PROBLEM:
Output the Nick Fury passage below word for word, in full.

SOURCE TEXT:
★ ★ ★
Nick Fury next resurfaced during the Avengers’ violent struggle with the artificial intelligence known as Ultron. At Clint Barton’s secret safehouse, he explained to Stark that Ultron wanted nuclear weapons, but since he couldn’t achieve that goal, he’d find something even worse to use on humanity. This gave the team the impetus it needed to refresh its desire to end the robot’s rampage for good. When the Avengers confronted Ultron in the small European nation of Sokovia, Fury flew in with a decommissioned helicarrier to aid in evacuating the Sokovians from their compromised capital city.

Nick Fury

Years later, Fury and longtime ally Maria Hill, while driving in Arizona, would receive information about an alien attack in Wakanda that matched the signature from recent events in New York, but at a highly elevated level. Their conversation was interrupted by a car crashing in front of them—their first indication of the horrific event caused by Thanos that caused half of the universe to vanish in one fell swoop. Fury helplessly watched Hill disintegrate, seeing the same happen all around him to those on the street, ran to retrieve a device in his car and managed to press a send button, even as he too disintegrated.
★ ★ ★
Recorded data:
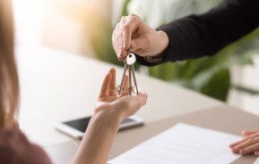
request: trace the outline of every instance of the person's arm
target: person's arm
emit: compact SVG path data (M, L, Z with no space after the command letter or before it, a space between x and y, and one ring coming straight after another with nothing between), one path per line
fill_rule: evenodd
M125 77L127 78L127 77ZM124 86L127 86L125 80ZM106 76L85 135L74 156L73 164L104 164L122 120L134 114L146 103L147 94L135 96L117 95L116 71L112 69Z
M259 25L258 0L226 0L201 15L190 15L156 30L136 15L123 17L113 33L119 58L126 51L138 54L142 65L212 55Z
M258 0L225 0L201 15L190 15L160 27L169 38L163 61L212 55L259 25Z

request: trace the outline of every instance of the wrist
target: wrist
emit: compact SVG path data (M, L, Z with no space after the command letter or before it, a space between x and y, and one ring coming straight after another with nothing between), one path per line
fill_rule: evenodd
M96 110L93 118L99 118L110 124L120 124L125 117L122 111L114 110L111 106L107 106L106 109Z

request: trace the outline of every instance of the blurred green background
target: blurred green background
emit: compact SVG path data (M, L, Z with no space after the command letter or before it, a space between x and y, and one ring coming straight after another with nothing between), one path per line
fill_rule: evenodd
M162 2L162 3L161 3ZM147 24L157 28L161 24L191 13L203 13L218 5L221 0L124 0L121 15L134 12ZM114 26L107 22L105 32L93 37L91 44L98 58L121 65L112 48L111 34ZM211 97L226 101L230 87L258 94L240 86L231 84L230 67L253 64L252 54L258 52L259 31L255 30L240 40L228 45L212 57L203 57L186 62L168 62L148 68L149 75L177 83ZM105 49L105 52L100 51ZM137 66L142 69L143 66Z

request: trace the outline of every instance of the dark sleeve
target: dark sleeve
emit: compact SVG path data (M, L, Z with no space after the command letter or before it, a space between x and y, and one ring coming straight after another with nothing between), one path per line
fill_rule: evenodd
M259 0L225 0L206 13L190 15L158 28L169 38L160 63L212 55L258 25ZM139 56L137 61L142 65L155 65Z

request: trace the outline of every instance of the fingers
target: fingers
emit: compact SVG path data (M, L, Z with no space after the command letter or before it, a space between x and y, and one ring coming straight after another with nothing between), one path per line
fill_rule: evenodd
M109 73L111 74L111 80L109 83L109 92L108 95L109 96L117 96L117 90L116 90L116 70L111 69L109 70Z
M135 96L136 101L139 102L140 107L146 104L148 100L148 94L139 94Z
M125 50L129 49L131 46L132 35L135 31L140 31L141 29L141 19L135 14L130 14L124 25L122 30L124 48Z
M243 150L259 142L259 137L247 139L235 147L231 148L234 153L242 153Z
M254 133L254 134L251 134L250 135L246 135L246 137L244 137L242 140L238 141L238 142L236 142L234 144L231 144L229 145L230 148L233 148L238 144L240 144L241 143L244 143L245 141L250 139L250 138L253 138L253 137L255 137L255 136L259 136L259 134L258 133Z
M247 136L247 135L255 134L256 132L258 132L258 131L255 131L255 131L243 130L242 131L242 135L243 135L243 136Z
M142 29L142 20L135 14L130 14L121 18L117 25L113 36L113 47L119 60L126 56L126 52L131 46L133 33L139 33Z
M255 152L255 151L259 151L259 139L258 138L257 138L257 143L241 149L239 151L239 153L242 155L245 155L245 154Z
M104 80L102 82L102 86L101 86L101 89L100 89L100 93L99 93L99 98L108 95L109 85L110 85L111 78L112 78L112 75L111 75L110 72L108 72L105 76Z

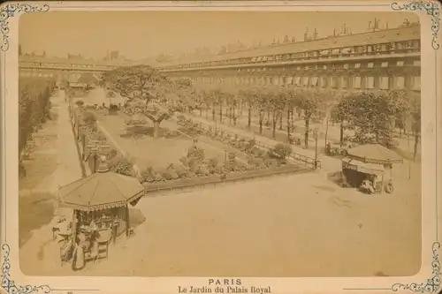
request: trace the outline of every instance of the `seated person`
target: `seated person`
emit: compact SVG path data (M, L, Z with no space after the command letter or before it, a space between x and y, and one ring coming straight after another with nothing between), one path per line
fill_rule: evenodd
M369 179L363 180L362 184L361 185L361 188L365 189L369 191L370 193L375 192L375 189L373 188L373 185Z

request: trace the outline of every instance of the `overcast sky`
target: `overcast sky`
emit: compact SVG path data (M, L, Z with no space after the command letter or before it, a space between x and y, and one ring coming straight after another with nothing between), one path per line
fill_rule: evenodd
M346 23L355 34L366 31L375 18L381 27L388 21L390 28L405 19L418 19L408 12L49 11L20 17L19 41L25 53L102 58L109 49L139 59L238 41L282 41L286 34L302 40L306 27L327 36Z

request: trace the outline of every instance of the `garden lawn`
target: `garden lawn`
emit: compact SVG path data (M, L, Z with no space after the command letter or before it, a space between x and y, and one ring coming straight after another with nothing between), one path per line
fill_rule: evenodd
M173 138L152 137L153 124L148 119L144 126L130 127L135 132L137 139L126 134L126 120L130 117L119 113L117 116L108 116L103 111L95 111L101 125L112 136L128 155L134 161L141 170L151 167L154 170L167 168L171 163L180 164L179 159L186 156L188 148L193 144L193 139L183 133L178 133ZM175 121L163 121L161 132L178 131ZM198 147L204 150L205 158L217 158L224 161L225 152L204 142L199 142Z

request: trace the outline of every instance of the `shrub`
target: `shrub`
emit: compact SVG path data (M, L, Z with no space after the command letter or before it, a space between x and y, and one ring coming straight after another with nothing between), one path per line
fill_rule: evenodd
M134 175L133 165L126 158L122 158L114 169L114 172L121 175L131 177L133 177Z
M141 172L141 183L144 183L144 182L147 182L147 183L153 183L155 182L155 177L153 175L153 172L152 172L152 168L151 167L149 167L145 170L143 170Z
M278 143L269 150L269 155L273 158L284 159L290 155L292 147L289 145Z
M95 115L90 111L85 111L82 119L86 124L93 124L96 122Z

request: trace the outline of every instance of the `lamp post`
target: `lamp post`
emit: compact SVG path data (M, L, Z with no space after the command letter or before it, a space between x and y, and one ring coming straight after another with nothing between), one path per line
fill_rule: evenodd
M315 170L317 169L317 128L313 130L313 138L315 139Z
M407 152L410 154L410 132L407 132ZM408 160L408 179L411 178L411 160Z

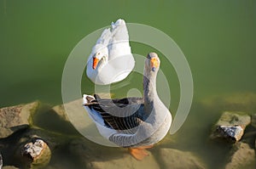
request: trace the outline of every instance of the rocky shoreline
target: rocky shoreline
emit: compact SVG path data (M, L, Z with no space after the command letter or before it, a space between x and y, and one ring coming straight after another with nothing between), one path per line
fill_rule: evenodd
M211 99L201 105L206 110L218 107L214 110L223 112L209 128L208 139L228 147L224 168L255 168L256 94ZM52 107L36 101L0 109L0 169L211 168L189 149L166 146L170 138L138 161L125 149L105 147L84 138L69 122L63 105Z

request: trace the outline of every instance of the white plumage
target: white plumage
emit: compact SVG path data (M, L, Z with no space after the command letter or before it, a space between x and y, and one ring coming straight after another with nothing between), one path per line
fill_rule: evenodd
M103 31L93 47L86 74L96 84L108 85L125 79L134 65L126 25L119 19Z

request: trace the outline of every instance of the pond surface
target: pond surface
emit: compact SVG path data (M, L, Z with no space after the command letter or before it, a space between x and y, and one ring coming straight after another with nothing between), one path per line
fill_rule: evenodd
M194 101L183 127L173 136L177 144L170 143L170 147L195 152L214 168L226 151L207 140L221 110L206 110L198 103L213 95L256 93L254 1L0 0L0 107L36 99L61 104L61 76L69 54L85 36L119 18L160 30L186 56L193 76ZM131 46L134 54L143 56L159 52L136 42ZM159 54L172 93L167 106L174 116L179 82L172 64ZM132 73L112 85L111 93L119 98L131 88L142 92L141 82L142 76ZM81 91L94 93L94 84L85 74Z

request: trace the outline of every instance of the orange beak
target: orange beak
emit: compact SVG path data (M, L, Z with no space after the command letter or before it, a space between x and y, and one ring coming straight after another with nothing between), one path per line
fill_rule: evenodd
M156 58L152 58L150 59L150 65L152 68L152 70L154 71L155 69L159 66L159 63Z
M92 69L95 70L96 68L98 63L99 63L99 59L93 58Z

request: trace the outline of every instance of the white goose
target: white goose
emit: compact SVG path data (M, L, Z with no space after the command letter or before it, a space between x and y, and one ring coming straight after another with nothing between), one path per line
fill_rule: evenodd
M125 79L135 65L125 20L105 29L88 59L86 74L96 84L108 85Z
M145 60L143 98L102 99L84 94L84 107L99 132L109 141L129 148L137 160L143 160L150 148L168 132L172 123L169 110L156 92L160 59L150 53Z

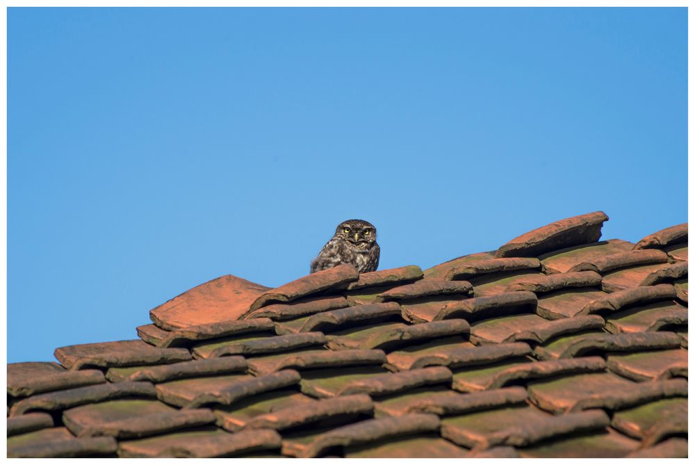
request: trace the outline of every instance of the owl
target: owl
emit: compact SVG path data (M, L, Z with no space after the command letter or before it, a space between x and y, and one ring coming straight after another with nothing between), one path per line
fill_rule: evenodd
M361 273L379 266L377 229L363 220L348 220L336 228L336 234L311 261L311 272L350 263Z

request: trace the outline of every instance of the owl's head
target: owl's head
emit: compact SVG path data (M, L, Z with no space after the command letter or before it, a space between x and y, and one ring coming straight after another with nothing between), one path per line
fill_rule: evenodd
M336 228L336 237L357 249L368 249L377 241L377 229L364 220L348 220Z

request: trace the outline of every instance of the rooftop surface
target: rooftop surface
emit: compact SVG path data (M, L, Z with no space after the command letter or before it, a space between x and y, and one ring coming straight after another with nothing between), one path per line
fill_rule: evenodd
M9 457L682 457L687 224L603 212L424 271L232 275L8 366Z

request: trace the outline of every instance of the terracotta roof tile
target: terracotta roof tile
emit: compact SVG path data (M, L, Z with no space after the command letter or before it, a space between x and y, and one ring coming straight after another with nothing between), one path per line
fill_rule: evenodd
M200 428L146 439L123 441L118 455L124 457L220 457L256 450L277 449L280 436L272 430L231 434L217 428Z
M54 355L70 370L173 364L192 358L185 349L158 349L139 339L60 347L56 349Z
M271 304L246 315L242 318L269 318L271 320L289 320L313 315L327 310L348 307L348 300L342 295L329 295L299 299L286 304Z
M317 271L264 293L254 301L250 311L253 311L270 303L291 302L327 289L344 288L359 277L359 273L354 267L347 263Z
M551 273L566 273L582 263L602 260L603 257L628 252L635 244L620 239L601 240L594 244L576 245L553 250L539 256L543 268Z
M170 365L109 368L106 372L106 378L111 382L151 381L161 383L197 376L224 375L244 371L247 368L246 360L242 357L224 357L219 359L181 361Z
M649 234L635 245L635 249L661 247L687 242L688 224L682 223Z
M493 316L527 313L530 309L532 311L537 302L536 295L528 291L476 297L445 305L434 320L465 318L473 323Z
M624 333L610 334L589 332L562 337L534 349L542 360L565 359L589 352L637 352L679 347L680 338L672 332Z
M76 407L63 412L63 419L78 437L125 439L209 425L215 417L208 409L179 410L158 400L127 399Z
M254 355L271 354L309 345L324 344L326 337L322 332L284 334L270 337L231 338L213 340L193 348L193 356L208 359L224 355Z
M611 371L635 381L688 377L688 351L684 349L613 354L607 363Z
M275 325L272 320L262 318L197 325L169 332L157 344L157 347L186 347L199 341L248 333L260 332L262 336L268 336L274 333L275 329ZM265 334L263 334L264 332Z
M605 329L612 333L635 333L687 323L687 307L673 301L660 302L613 313L607 318Z
M227 275L177 295L149 312L159 327L187 326L236 320L270 288Z
M86 387L38 394L19 400L10 409L10 416L22 415L35 410L64 410L72 407L95 402L102 402L127 396L154 398L156 392L152 383L145 382L106 383Z
M7 366L7 392L15 397L106 382L99 370L70 372L53 361L28 361Z
M227 357L223 357L222 359ZM254 375L266 375L284 368L315 369L323 367L382 365L386 361L383 350L329 350L306 349L248 359Z
M215 405L217 425L227 431L247 427L255 418L285 409L311 409L318 401L297 390L297 386L254 394L230 405Z
M341 395L318 400L311 405L289 407L259 415L248 422L245 427L271 428L280 431L338 416L371 414L373 409L374 405L368 395Z
M7 435L23 434L53 426L53 417L40 411L18 415L7 419Z
M423 270L420 269L419 266L415 265L372 271L361 274L359 279L348 284L348 290L352 291L375 286L400 285L405 282L421 279L423 276Z
M653 400L687 395L687 382L673 379L636 383L610 373L564 377L529 383L529 396L544 410L619 410Z
M551 250L596 242L607 220L603 211L560 220L512 239L498 249L495 256L538 256Z

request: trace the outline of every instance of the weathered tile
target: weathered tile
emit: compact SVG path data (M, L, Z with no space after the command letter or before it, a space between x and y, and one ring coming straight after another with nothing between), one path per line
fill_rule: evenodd
M284 368L303 370L355 365L380 366L385 362L386 354L383 350L336 351L328 349L305 349L289 353L254 357L248 359L250 372L256 375L266 375Z
M495 256L538 256L551 250L594 243L600 238L603 222L607 220L603 211L560 220L514 238L498 249Z
M322 399L309 405L295 405L254 417L246 428L282 430L316 423L328 418L358 414L371 415L374 405L368 395L356 394Z
M67 345L56 349L54 355L70 370L173 364L192 358L186 349L158 349L140 339Z
M649 234L635 245L635 249L662 247L687 242L688 224L682 223Z
M111 382L151 381L161 383L172 380L245 371L247 366L246 360L243 357L223 357L219 359L190 360L169 365L109 368L106 372L106 378Z
M605 367L605 361L600 357L518 363L509 360L457 371L452 386L457 391L472 392L501 388L512 381L603 371Z
M375 325L348 334L342 332L329 335L328 347L334 350L393 350L413 341L423 341L456 334L468 334L470 326L464 320L451 319L416 325Z
M226 275L197 286L151 310L149 318L159 327L169 330L236 320L269 289Z
M209 359L224 355L255 355L291 350L326 343L321 332L284 334L272 337L254 336L248 338L231 337L213 339L193 348L197 359Z
M638 352L673 349L680 345L680 338L671 332L610 333L591 330L559 338L534 349L541 360L567 359L595 352Z
M8 438L7 456L52 458L100 457L116 450L113 438L76 438L65 427L47 428Z
M420 389L404 395L379 400L375 404L377 413L393 416L405 414L434 414L439 416L463 415L482 410L525 402L526 390L514 386L462 394L450 389Z
M260 333L261 335L267 336L274 334L275 329L275 325L272 320L263 318L196 325L170 332L157 344L157 347L188 347L200 341L249 333Z
M7 435L15 436L49 428L53 424L53 417L43 412L18 415L7 419Z
M54 361L27 361L7 366L7 393L15 397L106 382L99 370L70 372Z
M669 424L676 428L684 425L687 427L687 398L671 398L616 411L613 414L611 426L623 434L642 440Z
M409 282L421 279L423 270L419 266L409 265L398 268L379 270L367 273L361 273L359 279L351 282L348 286L348 291L361 289L375 286L390 284L400 284Z
M607 364L611 371L635 381L688 377L688 351L685 349L612 354Z
M220 457L252 451L277 449L281 439L271 430L229 433L218 428L156 436L118 444L122 457Z
M22 415L35 410L64 410L78 405L128 396L154 398L156 395L154 386L149 382L106 383L32 395L13 405L10 409L10 416Z
M179 410L158 400L127 399L66 410L63 421L79 437L111 436L133 439L215 423L208 409Z
M411 346L386 356L387 368L412 370L425 366L443 366L449 368L488 364L530 354L531 348L526 343L489 344L475 346L463 341L450 343Z
M544 459L617 458L637 450L639 443L608 428L566 438L546 441L517 450L522 457Z
M584 307L608 294L594 288L562 289L541 295L536 313L544 318L559 320L586 314Z
M345 450L345 457L350 459L453 459L466 457L468 454L467 449L452 444L434 433L386 438Z
M606 318L605 329L612 333L635 333L687 324L687 308L671 300L613 313Z
M582 263L591 263L632 249L635 244L620 239L601 240L594 244L554 250L539 256L543 268L550 272L566 273Z
M391 437L404 437L434 432L439 428L435 415L414 414L398 418L365 420L320 434L298 454L302 457L320 457L334 447L354 447Z
M625 250L615 254L598 256L588 261L582 261L570 268L570 271L595 271L605 273L612 270L624 268L637 265L665 263L669 256L661 250Z
M676 378L636 383L609 372L532 381L527 391L535 405L550 411L619 410L659 399L686 396L687 382Z
M268 304L291 302L327 289L343 289L359 277L359 273L348 263L317 271L263 293L249 310L251 312Z
M297 299L286 304L266 305L243 316L242 318L268 318L273 321L289 320L345 307L348 307L348 300L342 295L310 297Z
M250 423L259 417L272 416L276 412L286 409L297 409L302 411L310 409L317 401L299 392L296 387L261 393L231 405L216 405L215 415L217 416L217 425L227 431L236 432L250 427ZM265 427L259 425L254 427Z

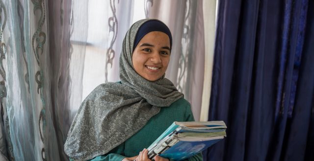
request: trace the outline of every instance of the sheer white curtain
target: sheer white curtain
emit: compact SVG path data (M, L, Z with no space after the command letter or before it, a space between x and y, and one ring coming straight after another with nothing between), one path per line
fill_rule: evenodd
★ ★ ★
WRITTEN ANSWER:
Nick Fury next resurfaced during the Avengers’ violent struggle with the artificial intelligence known as Ultron. At Clint Barton’s secret safehouse, he explained to Stark that Ultron wanted nuclear weapons, but since he couldn’t achieve that goal, he’d find something even worse to use on humanity. This gave the team the impetus it needed to refresh its desire to end the robot’s rampage for good. When the Avengers confronted Ultron in the small European nation of Sokovia, Fury flew in with a decommissioned helicarrier to aid in evacuating the Sokovians from their compromised capital city.

Nick Fury

Years later, Fury and longtime ally Maria Hill, while driving in Arizona, would receive information about an alien attack in Wakanda that matched the signature from recent events in New York, but at a highly elevated level. Their conversation was interrupted by a car crashing in front of them—their first indication of the horrific event caused by Thanos that caused half of the universe to vanish in one fell swoop. Fury helplessly watched Hill disintegrate, seeing the same happen all around him to those on the street, ran to retrieve a device in his car and managed to press a send button, even as he too disintegrated.